[Entries from a dataset]
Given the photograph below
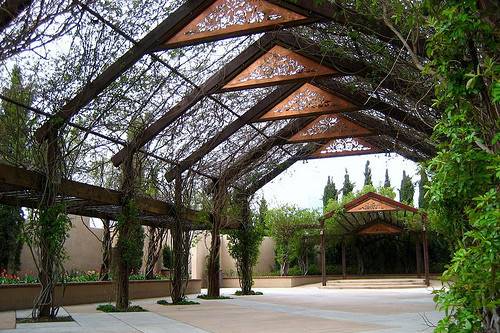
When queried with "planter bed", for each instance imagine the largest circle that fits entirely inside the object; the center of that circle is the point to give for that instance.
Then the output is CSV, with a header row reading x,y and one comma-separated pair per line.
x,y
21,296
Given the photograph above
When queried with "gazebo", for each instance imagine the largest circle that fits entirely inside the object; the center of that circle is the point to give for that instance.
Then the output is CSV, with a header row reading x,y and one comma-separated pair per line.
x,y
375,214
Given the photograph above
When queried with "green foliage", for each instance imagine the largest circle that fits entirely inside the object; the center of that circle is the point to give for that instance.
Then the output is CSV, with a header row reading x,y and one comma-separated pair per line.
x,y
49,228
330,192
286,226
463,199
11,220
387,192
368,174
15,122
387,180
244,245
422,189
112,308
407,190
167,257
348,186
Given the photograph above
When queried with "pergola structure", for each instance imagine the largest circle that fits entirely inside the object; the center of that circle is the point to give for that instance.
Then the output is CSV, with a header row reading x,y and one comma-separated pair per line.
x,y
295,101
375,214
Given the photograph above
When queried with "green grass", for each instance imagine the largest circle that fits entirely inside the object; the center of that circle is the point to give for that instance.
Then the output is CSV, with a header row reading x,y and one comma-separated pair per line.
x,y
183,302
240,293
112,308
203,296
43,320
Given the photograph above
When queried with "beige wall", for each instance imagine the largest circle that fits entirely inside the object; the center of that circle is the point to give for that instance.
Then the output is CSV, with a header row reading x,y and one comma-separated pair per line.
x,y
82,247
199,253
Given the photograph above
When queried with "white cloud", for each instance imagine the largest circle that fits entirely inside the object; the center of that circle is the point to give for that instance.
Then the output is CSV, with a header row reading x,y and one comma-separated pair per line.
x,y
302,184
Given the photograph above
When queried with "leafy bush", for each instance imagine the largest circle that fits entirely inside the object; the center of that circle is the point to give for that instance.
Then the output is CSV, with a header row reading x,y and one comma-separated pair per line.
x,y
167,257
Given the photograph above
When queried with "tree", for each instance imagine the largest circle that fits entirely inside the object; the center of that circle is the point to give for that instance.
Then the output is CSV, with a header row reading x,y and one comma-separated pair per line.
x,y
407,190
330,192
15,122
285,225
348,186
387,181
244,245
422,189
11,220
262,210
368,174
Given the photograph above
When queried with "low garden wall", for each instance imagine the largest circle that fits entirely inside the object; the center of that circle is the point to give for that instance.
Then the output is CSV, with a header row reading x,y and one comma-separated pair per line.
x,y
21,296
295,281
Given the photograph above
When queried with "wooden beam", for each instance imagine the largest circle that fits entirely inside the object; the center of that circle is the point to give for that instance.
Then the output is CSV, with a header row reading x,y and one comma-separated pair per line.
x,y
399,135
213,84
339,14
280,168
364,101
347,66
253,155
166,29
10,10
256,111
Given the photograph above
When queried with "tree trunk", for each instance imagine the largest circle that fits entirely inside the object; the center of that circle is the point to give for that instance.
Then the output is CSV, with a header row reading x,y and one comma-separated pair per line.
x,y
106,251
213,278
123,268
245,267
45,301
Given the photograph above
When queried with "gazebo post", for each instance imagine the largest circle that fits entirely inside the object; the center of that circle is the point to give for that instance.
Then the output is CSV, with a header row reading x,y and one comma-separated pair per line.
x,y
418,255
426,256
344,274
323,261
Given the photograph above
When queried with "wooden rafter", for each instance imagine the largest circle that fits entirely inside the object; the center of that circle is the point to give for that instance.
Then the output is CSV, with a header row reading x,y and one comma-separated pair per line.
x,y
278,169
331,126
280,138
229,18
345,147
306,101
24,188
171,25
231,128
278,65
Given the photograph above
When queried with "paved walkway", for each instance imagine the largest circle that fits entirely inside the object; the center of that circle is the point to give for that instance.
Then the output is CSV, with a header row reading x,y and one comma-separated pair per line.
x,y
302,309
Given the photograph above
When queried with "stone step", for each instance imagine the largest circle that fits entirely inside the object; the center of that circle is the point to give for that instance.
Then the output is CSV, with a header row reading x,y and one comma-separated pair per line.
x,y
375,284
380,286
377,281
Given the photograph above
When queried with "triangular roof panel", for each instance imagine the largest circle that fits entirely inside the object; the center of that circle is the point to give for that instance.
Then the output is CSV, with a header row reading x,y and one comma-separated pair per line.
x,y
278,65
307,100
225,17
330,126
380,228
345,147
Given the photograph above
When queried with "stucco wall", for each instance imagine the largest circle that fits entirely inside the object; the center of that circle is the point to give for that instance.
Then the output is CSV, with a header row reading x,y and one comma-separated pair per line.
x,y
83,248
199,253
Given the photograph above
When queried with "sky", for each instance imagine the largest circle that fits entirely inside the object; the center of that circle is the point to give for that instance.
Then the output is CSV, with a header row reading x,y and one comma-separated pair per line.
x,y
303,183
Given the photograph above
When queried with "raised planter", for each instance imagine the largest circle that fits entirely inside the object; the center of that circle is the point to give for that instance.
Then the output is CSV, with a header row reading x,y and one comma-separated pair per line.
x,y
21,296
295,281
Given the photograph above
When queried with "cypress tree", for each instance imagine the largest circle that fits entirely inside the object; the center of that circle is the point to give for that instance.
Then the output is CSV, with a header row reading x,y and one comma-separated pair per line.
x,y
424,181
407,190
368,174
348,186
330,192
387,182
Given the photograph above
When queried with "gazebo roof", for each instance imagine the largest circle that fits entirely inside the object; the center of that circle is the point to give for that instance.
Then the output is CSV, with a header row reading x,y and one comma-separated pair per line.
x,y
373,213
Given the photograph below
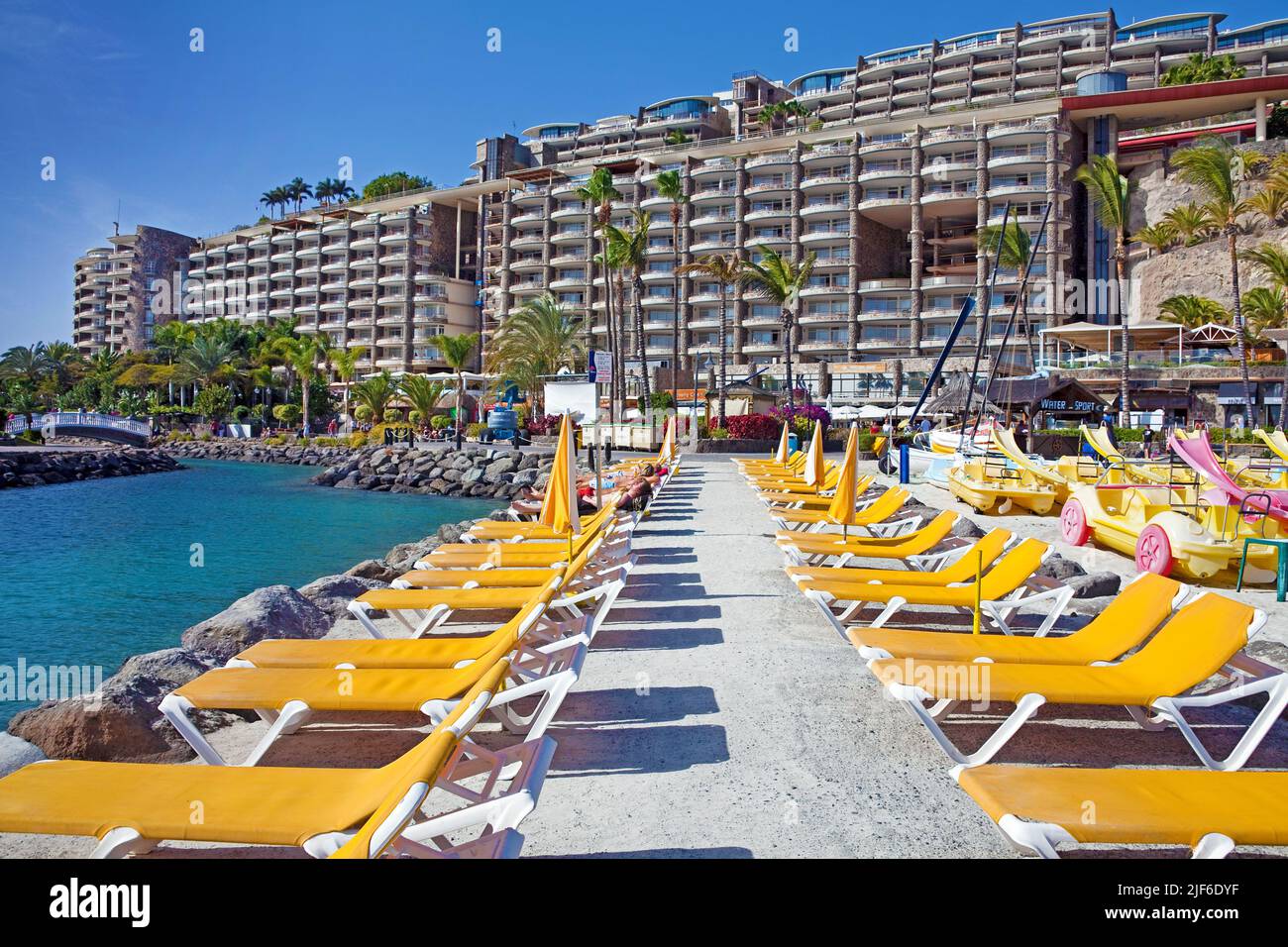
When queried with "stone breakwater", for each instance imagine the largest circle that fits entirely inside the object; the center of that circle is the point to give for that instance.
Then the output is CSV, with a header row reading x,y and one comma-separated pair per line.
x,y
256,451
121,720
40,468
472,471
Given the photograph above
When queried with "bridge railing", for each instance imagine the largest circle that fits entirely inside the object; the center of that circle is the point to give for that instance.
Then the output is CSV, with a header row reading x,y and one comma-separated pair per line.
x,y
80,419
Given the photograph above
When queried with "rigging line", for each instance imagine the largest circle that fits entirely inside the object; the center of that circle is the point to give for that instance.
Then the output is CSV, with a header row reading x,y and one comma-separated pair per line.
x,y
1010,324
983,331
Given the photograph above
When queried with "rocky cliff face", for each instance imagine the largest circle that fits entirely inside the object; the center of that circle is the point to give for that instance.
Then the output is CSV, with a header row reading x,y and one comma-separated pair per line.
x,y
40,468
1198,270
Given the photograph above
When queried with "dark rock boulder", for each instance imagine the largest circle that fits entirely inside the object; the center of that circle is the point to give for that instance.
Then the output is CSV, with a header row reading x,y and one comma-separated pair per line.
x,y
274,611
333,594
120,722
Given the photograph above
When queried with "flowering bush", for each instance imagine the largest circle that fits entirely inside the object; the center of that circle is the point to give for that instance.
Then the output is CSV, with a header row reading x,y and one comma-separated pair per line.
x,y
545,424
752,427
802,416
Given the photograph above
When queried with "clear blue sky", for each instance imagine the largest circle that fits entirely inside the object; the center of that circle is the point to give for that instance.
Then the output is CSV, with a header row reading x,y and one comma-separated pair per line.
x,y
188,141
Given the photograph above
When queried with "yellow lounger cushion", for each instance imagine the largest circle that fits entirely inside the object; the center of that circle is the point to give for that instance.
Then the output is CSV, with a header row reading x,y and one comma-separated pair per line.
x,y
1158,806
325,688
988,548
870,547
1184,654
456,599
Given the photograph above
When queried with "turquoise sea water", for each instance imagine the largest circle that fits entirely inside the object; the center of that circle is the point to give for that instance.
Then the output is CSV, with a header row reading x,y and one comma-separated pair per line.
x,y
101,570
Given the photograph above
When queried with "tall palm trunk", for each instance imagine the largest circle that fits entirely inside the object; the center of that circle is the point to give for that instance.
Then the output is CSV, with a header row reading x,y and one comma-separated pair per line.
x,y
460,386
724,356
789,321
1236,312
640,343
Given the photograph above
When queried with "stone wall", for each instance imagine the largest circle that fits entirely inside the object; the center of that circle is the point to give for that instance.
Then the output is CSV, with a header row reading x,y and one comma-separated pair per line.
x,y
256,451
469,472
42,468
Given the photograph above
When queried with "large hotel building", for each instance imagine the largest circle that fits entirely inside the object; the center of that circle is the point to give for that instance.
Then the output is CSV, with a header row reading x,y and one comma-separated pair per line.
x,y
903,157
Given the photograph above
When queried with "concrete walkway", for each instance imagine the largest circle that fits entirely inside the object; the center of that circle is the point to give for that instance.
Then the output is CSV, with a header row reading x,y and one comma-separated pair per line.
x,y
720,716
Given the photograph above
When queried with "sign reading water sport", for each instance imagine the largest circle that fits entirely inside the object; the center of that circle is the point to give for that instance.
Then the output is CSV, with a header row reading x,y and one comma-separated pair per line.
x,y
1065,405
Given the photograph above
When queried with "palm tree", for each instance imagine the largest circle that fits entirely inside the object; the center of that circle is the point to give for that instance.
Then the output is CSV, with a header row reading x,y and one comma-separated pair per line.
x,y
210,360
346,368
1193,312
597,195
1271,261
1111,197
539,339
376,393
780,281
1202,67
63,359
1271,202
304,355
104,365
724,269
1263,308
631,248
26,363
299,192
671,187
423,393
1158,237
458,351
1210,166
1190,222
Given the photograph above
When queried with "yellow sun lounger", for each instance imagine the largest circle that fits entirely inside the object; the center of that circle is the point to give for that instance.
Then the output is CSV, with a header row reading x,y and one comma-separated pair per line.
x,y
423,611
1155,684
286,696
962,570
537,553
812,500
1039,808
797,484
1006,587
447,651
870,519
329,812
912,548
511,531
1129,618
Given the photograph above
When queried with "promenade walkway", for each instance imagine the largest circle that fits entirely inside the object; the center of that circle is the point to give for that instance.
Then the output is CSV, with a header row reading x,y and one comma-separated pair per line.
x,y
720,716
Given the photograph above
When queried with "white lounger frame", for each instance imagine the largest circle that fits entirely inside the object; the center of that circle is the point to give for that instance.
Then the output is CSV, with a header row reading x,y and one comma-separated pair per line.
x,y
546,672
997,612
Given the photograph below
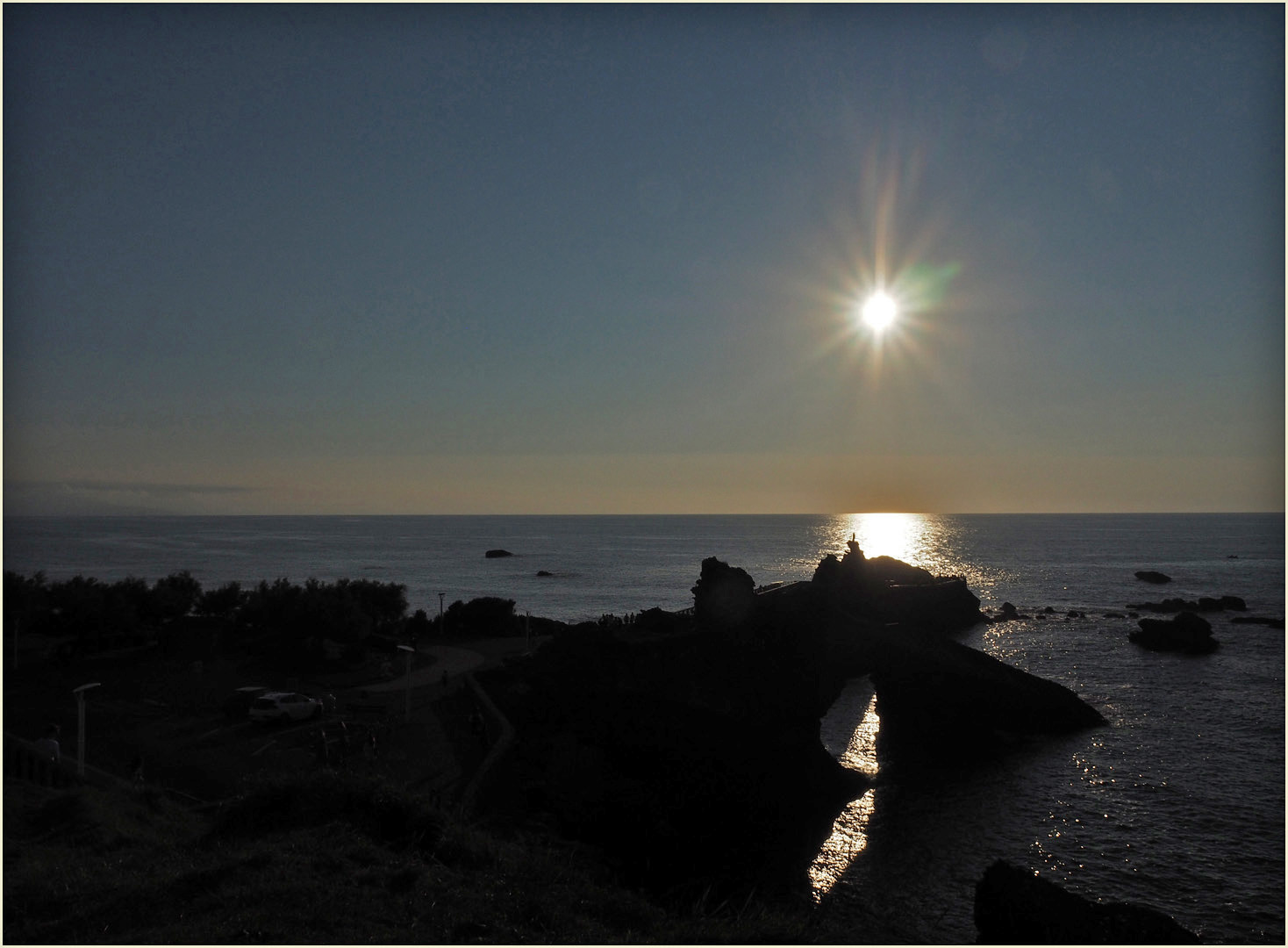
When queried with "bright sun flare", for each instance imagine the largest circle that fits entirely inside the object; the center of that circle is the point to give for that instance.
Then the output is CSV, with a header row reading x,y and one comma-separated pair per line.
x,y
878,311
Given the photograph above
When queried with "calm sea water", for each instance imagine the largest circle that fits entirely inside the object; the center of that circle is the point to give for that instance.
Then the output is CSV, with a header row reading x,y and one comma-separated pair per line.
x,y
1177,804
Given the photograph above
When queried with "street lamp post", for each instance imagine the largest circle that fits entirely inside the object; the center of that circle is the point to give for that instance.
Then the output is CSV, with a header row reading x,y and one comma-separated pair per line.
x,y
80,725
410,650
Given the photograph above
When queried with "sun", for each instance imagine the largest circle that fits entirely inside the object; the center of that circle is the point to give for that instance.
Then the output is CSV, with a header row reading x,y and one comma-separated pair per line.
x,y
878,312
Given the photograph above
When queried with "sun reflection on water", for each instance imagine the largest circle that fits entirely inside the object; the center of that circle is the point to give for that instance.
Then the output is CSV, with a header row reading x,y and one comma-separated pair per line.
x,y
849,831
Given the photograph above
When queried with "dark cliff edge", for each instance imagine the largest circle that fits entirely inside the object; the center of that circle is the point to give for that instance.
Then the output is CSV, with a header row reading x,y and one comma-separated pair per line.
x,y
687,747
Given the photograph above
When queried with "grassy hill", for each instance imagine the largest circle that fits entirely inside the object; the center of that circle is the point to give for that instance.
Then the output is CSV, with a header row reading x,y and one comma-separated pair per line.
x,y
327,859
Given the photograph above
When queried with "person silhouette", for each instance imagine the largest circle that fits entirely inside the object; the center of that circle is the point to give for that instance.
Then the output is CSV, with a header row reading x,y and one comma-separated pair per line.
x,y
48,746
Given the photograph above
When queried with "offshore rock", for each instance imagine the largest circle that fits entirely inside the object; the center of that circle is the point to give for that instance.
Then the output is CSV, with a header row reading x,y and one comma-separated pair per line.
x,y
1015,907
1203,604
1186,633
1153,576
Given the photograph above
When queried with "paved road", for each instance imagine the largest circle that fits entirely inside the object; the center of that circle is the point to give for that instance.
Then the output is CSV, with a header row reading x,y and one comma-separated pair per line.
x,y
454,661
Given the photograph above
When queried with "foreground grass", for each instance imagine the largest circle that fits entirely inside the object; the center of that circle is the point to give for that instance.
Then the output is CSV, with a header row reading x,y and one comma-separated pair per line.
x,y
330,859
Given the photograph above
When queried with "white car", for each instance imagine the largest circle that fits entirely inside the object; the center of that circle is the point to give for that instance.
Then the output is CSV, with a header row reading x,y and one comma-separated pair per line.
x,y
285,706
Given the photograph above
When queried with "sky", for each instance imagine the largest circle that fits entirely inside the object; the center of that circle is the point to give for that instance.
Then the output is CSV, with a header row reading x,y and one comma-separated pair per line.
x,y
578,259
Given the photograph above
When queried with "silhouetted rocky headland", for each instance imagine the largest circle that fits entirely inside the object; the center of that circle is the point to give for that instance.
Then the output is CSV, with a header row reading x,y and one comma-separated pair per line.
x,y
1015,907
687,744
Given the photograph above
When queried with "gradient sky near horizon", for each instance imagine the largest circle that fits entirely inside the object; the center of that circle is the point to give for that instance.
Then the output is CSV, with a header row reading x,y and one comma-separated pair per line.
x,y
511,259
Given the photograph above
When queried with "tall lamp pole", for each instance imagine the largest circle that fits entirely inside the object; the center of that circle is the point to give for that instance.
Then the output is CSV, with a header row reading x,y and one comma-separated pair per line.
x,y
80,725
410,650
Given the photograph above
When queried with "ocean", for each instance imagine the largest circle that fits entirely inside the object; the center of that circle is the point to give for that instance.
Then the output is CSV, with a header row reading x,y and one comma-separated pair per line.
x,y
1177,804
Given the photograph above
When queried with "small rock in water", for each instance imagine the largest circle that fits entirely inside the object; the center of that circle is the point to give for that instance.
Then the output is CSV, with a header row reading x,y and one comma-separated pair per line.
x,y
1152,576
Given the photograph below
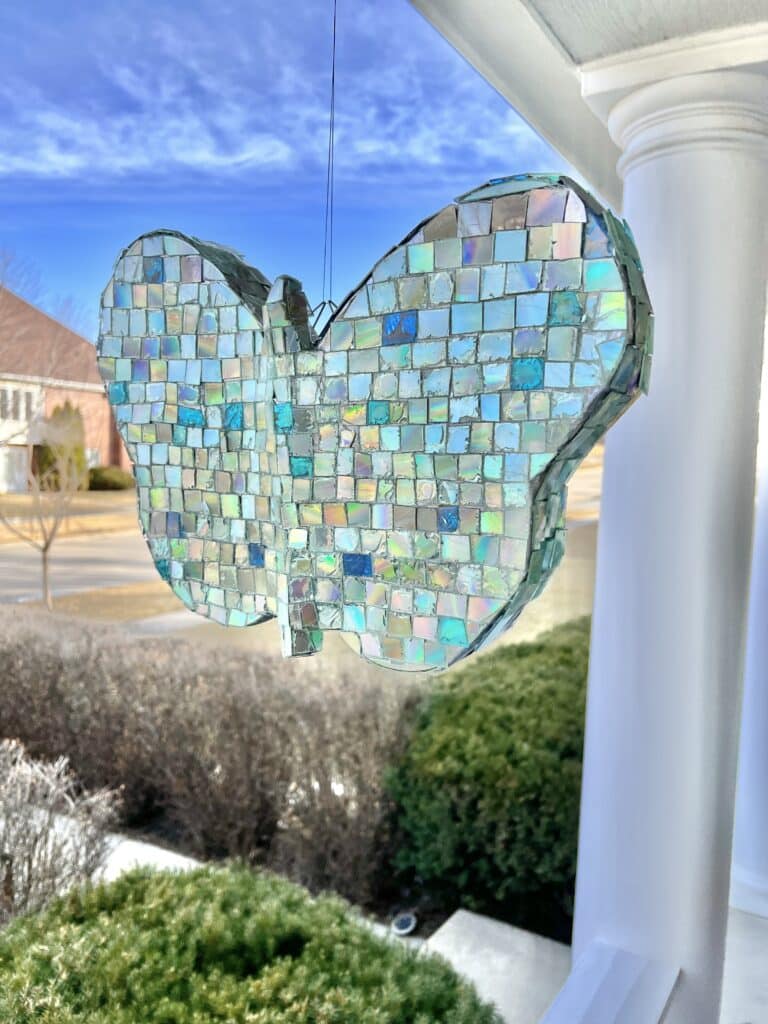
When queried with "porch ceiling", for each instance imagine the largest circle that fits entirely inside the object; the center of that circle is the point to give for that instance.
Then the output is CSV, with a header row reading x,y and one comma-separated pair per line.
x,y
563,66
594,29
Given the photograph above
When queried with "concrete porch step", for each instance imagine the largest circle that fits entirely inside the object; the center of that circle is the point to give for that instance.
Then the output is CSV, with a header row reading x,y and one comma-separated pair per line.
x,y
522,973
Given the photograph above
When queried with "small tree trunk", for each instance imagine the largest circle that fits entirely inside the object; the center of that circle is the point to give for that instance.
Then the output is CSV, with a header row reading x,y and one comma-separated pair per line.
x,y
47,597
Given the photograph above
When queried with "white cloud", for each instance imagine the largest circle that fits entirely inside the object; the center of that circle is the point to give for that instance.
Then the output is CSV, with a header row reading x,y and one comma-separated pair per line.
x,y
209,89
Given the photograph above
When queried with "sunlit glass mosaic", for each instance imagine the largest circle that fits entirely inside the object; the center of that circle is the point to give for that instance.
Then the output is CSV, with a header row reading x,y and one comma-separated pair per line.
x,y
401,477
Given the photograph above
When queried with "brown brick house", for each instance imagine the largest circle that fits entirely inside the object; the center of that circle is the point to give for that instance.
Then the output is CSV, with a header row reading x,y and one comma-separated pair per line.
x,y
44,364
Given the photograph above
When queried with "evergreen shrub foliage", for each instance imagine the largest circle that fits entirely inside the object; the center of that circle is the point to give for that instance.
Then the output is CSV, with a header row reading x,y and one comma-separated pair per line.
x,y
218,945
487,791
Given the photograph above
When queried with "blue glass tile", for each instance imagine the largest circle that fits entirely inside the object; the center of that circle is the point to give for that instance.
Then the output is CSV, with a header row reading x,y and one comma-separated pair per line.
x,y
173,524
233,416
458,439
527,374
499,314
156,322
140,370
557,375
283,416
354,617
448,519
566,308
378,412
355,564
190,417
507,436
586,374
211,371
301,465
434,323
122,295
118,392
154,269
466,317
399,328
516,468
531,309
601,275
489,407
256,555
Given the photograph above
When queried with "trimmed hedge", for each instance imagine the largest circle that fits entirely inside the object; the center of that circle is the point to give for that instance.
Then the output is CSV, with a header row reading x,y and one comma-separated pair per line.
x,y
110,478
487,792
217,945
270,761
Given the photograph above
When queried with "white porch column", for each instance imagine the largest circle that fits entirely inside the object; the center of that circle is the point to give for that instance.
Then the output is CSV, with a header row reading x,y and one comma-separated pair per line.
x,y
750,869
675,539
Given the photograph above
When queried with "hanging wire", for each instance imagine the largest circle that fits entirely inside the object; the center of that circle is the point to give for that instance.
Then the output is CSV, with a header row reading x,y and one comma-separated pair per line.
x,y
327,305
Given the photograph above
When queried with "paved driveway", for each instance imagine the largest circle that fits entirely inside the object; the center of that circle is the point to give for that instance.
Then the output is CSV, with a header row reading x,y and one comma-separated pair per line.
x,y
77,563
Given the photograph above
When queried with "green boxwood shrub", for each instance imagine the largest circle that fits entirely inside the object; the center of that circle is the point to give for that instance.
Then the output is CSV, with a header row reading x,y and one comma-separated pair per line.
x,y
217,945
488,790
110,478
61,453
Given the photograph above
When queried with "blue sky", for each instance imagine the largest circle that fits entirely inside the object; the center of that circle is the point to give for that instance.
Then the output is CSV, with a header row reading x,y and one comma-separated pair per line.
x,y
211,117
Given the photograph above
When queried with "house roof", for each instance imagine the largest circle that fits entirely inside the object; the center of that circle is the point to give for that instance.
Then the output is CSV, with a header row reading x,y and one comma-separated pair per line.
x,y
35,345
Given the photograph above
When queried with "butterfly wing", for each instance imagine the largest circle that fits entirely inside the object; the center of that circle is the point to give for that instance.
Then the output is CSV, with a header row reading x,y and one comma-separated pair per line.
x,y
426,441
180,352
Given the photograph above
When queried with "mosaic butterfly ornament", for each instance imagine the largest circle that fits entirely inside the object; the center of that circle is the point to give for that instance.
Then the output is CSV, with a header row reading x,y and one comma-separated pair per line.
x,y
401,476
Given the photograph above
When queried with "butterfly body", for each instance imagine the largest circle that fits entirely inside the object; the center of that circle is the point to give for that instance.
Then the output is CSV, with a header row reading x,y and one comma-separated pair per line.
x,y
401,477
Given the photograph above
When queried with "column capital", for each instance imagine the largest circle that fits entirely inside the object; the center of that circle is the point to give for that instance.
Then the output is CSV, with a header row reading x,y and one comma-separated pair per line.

Directions for this task ->
Identify each line in the data above that contains the string "wall", and copy every one of those lines.

Exercise response ->
When queried with "beige wall", for each instance imagine the largest circle that fits entirely inside the object; the center of that circle is the point to give for that instance.
When queried with "low garden wall", for each instance imagine the largest circle that fits entirely inside the object; the center of that circle is the point to give for that instance.
When queried with "stucco wall", for each instance imagine the largest circle that fits entirely inside the object; the center of that circle is the point to give for that instance.
When queried with "stone wall", for each instance imagine the largest circle that fits entirely inside the object; the center of that circle is the point to give for that instance.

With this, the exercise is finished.